= Source passage =
====================
While the campaign might be popular in some quarters, this does not make it right. Rather than try to save cash, we should be trying to speed up its demise starting with 1p and 2p coins.

Moving towards a cashless society would bring significant contributions to the country. The most obvious one being to bank customers themselves. For example, everytime you withdraw cash from a hole in the wall operated by a different bank, your bank pays an interchange fee. What is more, it is costly for banks and a poor use of their resources to pay people to dispense cash. All of this means that banks provide a poorer service to their customers then they otherwise would.

Then there are businesses. It is again costly and time consuming for businesses to deal with cash, especially change. Scrapping cash would allow businesses to serve customers more quickly, thereby making them more productive. This in turns can lead to more jobs being created, higher wages, and lower costs for consumers.

Going cashless could also spur innovation. Under the current system banks can simply rest on their laurels by ensuring that customers can pay for things if the bank is closed or a customer misplaces their card. Scrapping cash would mean that banks and FinTech firms would be motivated to create innovative new products to ensure that people can always have access to their money.
====================
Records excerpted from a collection
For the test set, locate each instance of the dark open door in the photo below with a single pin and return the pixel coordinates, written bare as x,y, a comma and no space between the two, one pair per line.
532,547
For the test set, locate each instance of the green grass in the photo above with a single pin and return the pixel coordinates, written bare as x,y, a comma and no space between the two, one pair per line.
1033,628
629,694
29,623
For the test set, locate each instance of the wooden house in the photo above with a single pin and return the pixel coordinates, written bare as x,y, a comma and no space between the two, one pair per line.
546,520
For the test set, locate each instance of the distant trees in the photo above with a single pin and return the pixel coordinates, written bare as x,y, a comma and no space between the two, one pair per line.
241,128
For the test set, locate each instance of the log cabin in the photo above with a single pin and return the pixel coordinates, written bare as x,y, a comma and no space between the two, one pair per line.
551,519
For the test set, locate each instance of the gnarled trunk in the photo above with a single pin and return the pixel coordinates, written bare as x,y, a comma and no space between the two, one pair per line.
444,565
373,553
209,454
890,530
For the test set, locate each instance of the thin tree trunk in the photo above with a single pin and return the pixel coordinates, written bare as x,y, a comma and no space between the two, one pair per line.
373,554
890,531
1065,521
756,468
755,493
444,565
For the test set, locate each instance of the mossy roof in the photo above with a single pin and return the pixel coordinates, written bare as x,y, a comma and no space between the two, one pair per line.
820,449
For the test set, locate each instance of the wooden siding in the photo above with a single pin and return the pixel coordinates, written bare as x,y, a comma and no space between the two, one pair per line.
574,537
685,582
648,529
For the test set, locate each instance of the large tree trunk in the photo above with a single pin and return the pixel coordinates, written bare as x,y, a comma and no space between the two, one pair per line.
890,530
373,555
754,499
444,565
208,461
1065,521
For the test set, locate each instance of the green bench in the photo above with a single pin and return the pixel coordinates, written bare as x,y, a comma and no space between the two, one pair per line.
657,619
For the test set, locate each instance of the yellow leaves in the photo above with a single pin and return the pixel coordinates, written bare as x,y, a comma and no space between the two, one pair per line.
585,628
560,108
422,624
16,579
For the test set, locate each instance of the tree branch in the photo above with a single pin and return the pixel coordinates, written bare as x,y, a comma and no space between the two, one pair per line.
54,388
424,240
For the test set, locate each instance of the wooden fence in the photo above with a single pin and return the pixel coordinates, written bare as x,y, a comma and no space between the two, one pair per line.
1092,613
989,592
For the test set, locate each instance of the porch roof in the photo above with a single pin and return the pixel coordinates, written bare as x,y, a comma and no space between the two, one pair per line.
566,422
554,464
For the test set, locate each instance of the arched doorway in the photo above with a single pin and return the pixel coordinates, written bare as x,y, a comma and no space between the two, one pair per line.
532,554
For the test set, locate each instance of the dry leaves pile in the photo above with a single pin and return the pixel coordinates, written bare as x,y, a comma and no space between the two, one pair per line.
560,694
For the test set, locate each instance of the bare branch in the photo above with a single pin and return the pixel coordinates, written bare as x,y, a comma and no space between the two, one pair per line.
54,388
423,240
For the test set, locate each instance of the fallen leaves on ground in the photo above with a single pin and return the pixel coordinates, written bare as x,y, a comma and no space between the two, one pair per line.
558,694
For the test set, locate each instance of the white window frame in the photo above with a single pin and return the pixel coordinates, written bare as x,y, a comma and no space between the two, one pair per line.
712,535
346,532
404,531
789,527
====================
= Your goal =
Reproduce in full, word for word, the passage above arguing for a cashless society.

= Solution for this problem =
While the campaign might be popular in some quarters, this does not make it right. Rather than try to save cash, we should be trying to speed up its demise starting with 1p and 2p coins.

Moving towards a cashless society would bring significant contributions to the country. The most obvious one being to bank customers themselves. For example, everytime you withdraw cash from a hole in the wall operated by a different bank, your bank pays an interchange fee. What is more, it is costly for banks and a poor use of their resources to pay people to dispense cash. All of this means that banks provide a poorer service to their customers then they otherwise would.

Then there are businesses. It is again costly and time consuming for businesses to deal with cash, especially change. Scrapping cash would allow businesses to serve customers more quickly, thereby making them more productive. This in turns can lead to more jobs being created, higher wages, and lower costs for consumers.

Going cashless could also spur innovation. Under the current system banks can simply rest on their laurels by ensuring that customers can pay for things if the bank is closed or a customer misplaces their card. Scrapping cash would mean that banks and FinTech firms would be motivated to create innovative new products to ensure that people can always have access to their money.